** Opening Supplied information block **

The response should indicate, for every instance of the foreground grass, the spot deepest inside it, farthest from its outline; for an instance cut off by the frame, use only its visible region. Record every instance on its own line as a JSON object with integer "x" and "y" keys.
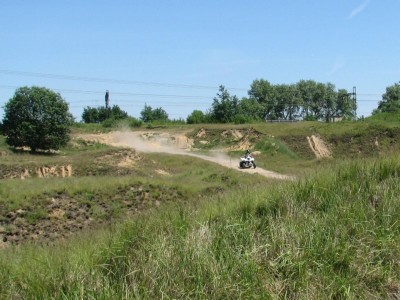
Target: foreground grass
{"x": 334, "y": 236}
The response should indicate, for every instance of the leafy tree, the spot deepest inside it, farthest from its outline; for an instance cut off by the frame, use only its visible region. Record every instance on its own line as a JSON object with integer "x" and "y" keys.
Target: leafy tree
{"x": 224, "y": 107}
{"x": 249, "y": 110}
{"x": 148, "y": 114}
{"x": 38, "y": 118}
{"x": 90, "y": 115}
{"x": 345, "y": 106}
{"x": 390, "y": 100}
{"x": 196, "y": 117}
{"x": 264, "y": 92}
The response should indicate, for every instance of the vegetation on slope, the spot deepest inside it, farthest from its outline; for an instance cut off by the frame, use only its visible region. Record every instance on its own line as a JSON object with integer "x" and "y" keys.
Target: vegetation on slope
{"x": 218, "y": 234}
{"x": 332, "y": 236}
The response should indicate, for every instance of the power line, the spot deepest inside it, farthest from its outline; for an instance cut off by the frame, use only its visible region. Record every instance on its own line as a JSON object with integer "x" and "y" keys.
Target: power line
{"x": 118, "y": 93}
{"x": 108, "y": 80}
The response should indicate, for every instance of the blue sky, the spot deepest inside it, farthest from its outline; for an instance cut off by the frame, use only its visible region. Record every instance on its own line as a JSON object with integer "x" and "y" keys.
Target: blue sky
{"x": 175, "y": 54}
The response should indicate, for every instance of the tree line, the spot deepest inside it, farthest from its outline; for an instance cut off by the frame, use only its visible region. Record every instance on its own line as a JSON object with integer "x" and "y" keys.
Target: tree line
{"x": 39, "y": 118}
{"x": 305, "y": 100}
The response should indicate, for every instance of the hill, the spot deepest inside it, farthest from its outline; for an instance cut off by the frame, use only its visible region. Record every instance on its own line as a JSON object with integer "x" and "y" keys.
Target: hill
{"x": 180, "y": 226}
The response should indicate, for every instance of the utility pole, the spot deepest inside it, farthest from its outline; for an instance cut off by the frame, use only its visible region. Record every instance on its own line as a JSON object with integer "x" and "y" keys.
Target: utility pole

** Closing Supplied information block **

## Goal of the exercise
Which lines above contain "utility"? Show each of them.

## Answer to this problem
The response should indicate, for every instance of the utility pole, the spot deepest inside it, farthest from its outline; for an instance cut off by the frame, use only its visible region. Record every instance on its own line as a JSON object with integer "x" and "y" keys.
Target: utility pole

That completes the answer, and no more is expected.